Written exercise:
Restate the entries below verbatim.

──────── Provided records

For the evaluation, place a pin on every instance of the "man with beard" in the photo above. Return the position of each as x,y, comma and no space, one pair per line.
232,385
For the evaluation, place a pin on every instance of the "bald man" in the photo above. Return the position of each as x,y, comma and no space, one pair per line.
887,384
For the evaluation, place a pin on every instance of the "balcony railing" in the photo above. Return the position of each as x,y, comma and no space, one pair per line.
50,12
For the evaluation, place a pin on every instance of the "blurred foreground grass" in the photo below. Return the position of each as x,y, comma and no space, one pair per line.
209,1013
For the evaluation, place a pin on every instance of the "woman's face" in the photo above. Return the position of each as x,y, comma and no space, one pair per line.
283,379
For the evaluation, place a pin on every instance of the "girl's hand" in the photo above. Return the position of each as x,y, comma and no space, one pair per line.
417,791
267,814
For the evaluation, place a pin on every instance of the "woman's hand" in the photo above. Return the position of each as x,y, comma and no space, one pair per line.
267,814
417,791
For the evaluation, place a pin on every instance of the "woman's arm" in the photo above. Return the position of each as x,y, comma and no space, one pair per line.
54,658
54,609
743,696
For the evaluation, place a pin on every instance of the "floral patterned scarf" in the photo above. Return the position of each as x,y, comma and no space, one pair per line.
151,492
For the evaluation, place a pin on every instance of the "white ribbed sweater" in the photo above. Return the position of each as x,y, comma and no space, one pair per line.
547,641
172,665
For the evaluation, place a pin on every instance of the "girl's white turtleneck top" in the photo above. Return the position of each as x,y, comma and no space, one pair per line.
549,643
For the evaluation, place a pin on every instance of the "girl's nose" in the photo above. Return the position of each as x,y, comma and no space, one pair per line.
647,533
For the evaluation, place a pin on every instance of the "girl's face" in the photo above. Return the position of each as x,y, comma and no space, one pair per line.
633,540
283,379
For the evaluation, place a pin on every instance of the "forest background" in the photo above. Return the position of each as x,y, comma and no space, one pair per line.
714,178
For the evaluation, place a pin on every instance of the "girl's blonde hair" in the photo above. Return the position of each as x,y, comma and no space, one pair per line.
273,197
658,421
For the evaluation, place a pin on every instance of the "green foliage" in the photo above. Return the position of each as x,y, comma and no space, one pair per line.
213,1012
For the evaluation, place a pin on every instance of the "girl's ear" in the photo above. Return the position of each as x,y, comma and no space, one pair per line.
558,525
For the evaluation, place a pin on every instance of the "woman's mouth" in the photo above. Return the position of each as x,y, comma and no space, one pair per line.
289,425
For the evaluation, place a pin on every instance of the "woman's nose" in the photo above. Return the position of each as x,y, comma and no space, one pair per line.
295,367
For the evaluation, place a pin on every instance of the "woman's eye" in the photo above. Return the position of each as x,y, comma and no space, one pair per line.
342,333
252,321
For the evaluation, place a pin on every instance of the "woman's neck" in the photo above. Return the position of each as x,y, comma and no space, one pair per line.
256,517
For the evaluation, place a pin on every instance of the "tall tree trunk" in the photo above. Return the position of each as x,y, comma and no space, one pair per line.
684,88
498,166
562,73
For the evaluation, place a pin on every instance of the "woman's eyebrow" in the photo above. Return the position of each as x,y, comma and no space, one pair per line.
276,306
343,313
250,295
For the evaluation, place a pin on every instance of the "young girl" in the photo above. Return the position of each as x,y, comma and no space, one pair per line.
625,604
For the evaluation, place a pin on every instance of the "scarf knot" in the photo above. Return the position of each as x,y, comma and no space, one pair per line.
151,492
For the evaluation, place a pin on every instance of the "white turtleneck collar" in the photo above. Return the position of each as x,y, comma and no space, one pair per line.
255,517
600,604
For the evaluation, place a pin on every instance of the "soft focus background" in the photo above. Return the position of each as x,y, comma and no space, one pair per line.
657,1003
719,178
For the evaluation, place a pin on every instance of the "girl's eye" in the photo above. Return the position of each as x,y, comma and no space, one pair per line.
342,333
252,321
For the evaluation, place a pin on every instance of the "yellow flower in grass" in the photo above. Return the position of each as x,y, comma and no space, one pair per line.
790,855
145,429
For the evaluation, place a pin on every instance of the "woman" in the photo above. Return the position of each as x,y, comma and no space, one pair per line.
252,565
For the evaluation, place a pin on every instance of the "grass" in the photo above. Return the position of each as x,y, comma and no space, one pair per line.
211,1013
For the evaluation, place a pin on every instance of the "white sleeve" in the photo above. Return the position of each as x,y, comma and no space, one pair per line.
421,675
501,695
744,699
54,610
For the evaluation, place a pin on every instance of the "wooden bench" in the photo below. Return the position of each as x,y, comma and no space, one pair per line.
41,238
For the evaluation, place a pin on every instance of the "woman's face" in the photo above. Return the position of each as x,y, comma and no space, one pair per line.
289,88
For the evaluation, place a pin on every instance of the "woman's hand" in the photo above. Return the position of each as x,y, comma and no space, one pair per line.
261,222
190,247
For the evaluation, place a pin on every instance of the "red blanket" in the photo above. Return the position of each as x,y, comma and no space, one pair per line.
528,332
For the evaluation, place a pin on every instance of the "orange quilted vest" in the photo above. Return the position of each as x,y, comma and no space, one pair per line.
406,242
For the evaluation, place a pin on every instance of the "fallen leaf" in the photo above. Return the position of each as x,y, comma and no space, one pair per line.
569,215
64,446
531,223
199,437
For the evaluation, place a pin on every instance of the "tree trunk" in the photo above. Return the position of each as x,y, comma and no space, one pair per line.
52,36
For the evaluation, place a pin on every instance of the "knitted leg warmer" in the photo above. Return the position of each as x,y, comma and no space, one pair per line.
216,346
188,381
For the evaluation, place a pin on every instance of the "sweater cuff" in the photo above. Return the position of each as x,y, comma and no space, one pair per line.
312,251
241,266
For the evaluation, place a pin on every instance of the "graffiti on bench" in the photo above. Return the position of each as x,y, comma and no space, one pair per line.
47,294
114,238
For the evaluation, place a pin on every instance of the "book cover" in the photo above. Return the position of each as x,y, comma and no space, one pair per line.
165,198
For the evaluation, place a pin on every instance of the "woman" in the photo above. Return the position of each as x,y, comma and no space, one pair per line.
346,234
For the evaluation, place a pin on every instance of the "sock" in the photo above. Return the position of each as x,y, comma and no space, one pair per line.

────────────────

Solution below:
For the evaluation, place a pin on every instance of the "man with beard" in the photo above. Return the position of each as x,y, comma and no space, one pair per line.
232,385
For the evaluation, place a pin on every instance of the "bald man" in the photo above. Return the position of each as x,y, comma and no space, one pair per line.
887,384
For the evaluation, place a pin on every instance of the "balcony railing" in the photo above. Return the position of each as x,y, comma and no space, one pair per line.
50,12
For the evaluation, place a pin on every instance of the "blurred foreground grass" in the photo below. Return the position of each as x,y, comma and no space, one pair per line.
209,1013
For the evaluation, place a pin on every instance of the "woman's face" in the photo above. Return the position of each as x,y, comma and no space, one pair per line.
283,379
For the evaluation, place a pin on every instance of the "girl's hand" in the photo above. Return the position of each as x,y, comma and no space, one pair per line.
417,791
267,814
For the evaluation, place a pin on every instance of the "woman's hand" in the photo above. Return the position of each as x,y, comma and no space, one pair per line.
267,814
417,791
For the evaluation, place a pin on every instance of the "woman's arm" in the photo above. Return the position of each as x,y, comma and no space, one pair per line.
54,658
54,609
743,696
For the evaluation, place a pin on every instance of the "floral patterned scarf" in the photo above. Return the position of each as x,y, comma and no space, one pair per line.
151,492
For the evaluation, place a pin on every instance of the "white ribbed sweater" in the photo above. Return the position of each as x,y, comma and no space, one pair per line.
547,641
172,665
For the evaluation, place a pin on every instance of the "girl's white turtleneck top" in the photo above. Return the position of each as x,y, comma and no space, one pair per line.
549,643
For the evaluation, place a pin on every instance of the "girl's nose" in the photo above. Return the position of each as x,y, comma and no space, one pair per line.
647,533
For the evaluation, place a pin on every instance of the "girl's face" in the photo above. Return the position of each as x,y, comma and no space, one pair per line.
633,540
283,379
For the evaluation, place a pin on every instance of the "forest background" in the photo above. Return the position of each as x,y, comma and no space, one pair per line.
714,178
For the evaluation, place a pin on every instance of the "girl's blonde hair" in the photo above. Return the position of each as x,y, comma and no space, one pair per line.
273,197
658,421
For the evaluation, place a pin on every instance of the "green foliage" in the photo above. Return the position of each as x,y, comma and no space, one pair per line.
213,1012
For the evaluation, place a pin on every instance of the "girl's ear" in the photo above. Return the position of each as x,y, comma and no space, one pair per line.
558,525
For the evaluation, place a pin on every instance of the "woman's mouth" in the photo above. Return the position of each as x,y, comma and no space, one pair per line.
289,425
For the evaluation, place a pin on every instance of the "woman's nose" in the photo above. Return the position of each as x,y, comma and no space, one pair per line.
295,367
For the evaluation, place a pin on every instance of the "woman's eye" in the photo above. Return the position of each as x,y, comma and no space, one pair per line.
342,333
252,321
For the evaluation, place a pin on every instance of the "woman's neck" in the photo above. Return the position of each as x,y, comma and no space, one pair per line.
256,517
For the evaluation, place a pin on every instance of the "tall tree trunk" in the photo above. Return the position of each as x,y, comma and no space, one pair per line.
684,88
498,166
562,73
For the evaluation, place a pin on every instance of the "woman's eyebrow" in the photo above. Return the position of each as x,y, comma and no space, one pair per line.
276,306
343,313
250,295
For the evaluation, place a pin on every instance of the "young girl" in the photo above. Return the position of each as x,y, comma and no space, one pair per line.
625,604
For the evaluation, place a pin on every instance of the "scarf knot" in the photo above. Return the position of each as x,y, comma and no space, one pair per line.
151,492
For the evaluation, place a pin on every instance of the "white turtleneck collar" in the photo above. Return the position of each as x,y, comma and no space, one pair per line.
255,517
600,604
For the evaluation, place a pin on every instance of the "soft focus background" in the photo above. Return the position of each as x,y, comma and no space, one pair per line.
657,1003
719,178
For the evaluation, place a pin on every instance of the "girl's eye" in the photo above. Return the position of each as x,y, comma and no space, one pair per line.
342,333
252,321
For the evaluation, place a pin on every instance of the "yellow flower in grass" in the photo above. Return the position of each as x,y, comma and no space, one pair per line.
790,855
145,429
For the evaluation, place a pin on every instance of the "woman" in the photo above. Return the position of each as x,y, comma and no space, one pair per line.
252,565
For the evaluation, place a pin on every instance of the "grass" in the photo above. Return the position of each as x,y, comma and no space, one pair per line.
211,1013
For the evaluation, place a pin on every instance of the "white sleeve" in the photo above. Return the position of each as x,y, comma and no space, one pair per line.
421,675
501,695
744,699
54,610
For the evaluation, place a pin on every instance of the "wooden bench" in the photo below. Return the position of each as x,y, comma and no space, one pair per line.
41,238
For the evaluation, place a pin on every instance of the "woman's face" in the photo above. Return the position of each as x,y, comma and no space, one pair per line.
289,88
For the evaluation, place a pin on every instance of the "woman's hand" in the photo above. Return the position of each as x,y, comma and no space, one pair per line.
261,222
190,247
For the evaluation, place a pin on every instance of the "red blanket" in the photo above. Return the position of each as x,y, comma and no space, one pair per line.
528,332
For the evaluation, place a pin on every instance of the "orange quilted vest" in the photo above. Return the position of each as x,y, comma and no space, one pair per line.
406,242
For the evaluation, place a pin on every instance of the "fallen leaf" in the photo above. Return the position of each as x,y, comma and no space, one pair per line.
569,215
64,446
531,223
199,437
For the evaluation, place a pin on every instance of the "tree trunk" in the photo above. Return the position of each as x,y, comma and no space, one pair per line.
52,36
For the evaluation, place a pin on every instance of the "knitted leg warmer" in the photo above. Return the position of each as x,y, comma and no space, one pair per line.
216,346
188,381
For the evaluation, place a pin on every instance of the "sweater cuff" in the photo above. Return the position of each as x,y, comma and no space, one pair per line.
312,251
241,266
For the evaluation, place a pin on every instance of the "graffiti on bench" in the photo above. Return the position of each as x,y, comma and no space, one pair per line.
47,294
114,238
For the evaluation, place a pin on every instance of the "book cover" in the photo above. Return the position of each as x,y, comma and no space, one pair per line.
165,198
For the evaluation, place a pin on every instance of the "woman" in the photo above. Return the position of each as x,y, comma and no space, one pair per line.
346,234
For the evaluation, place a pin on every instance of the "sock" in the photo above. Return the position of each as x,y, comma and no space, one pair per line.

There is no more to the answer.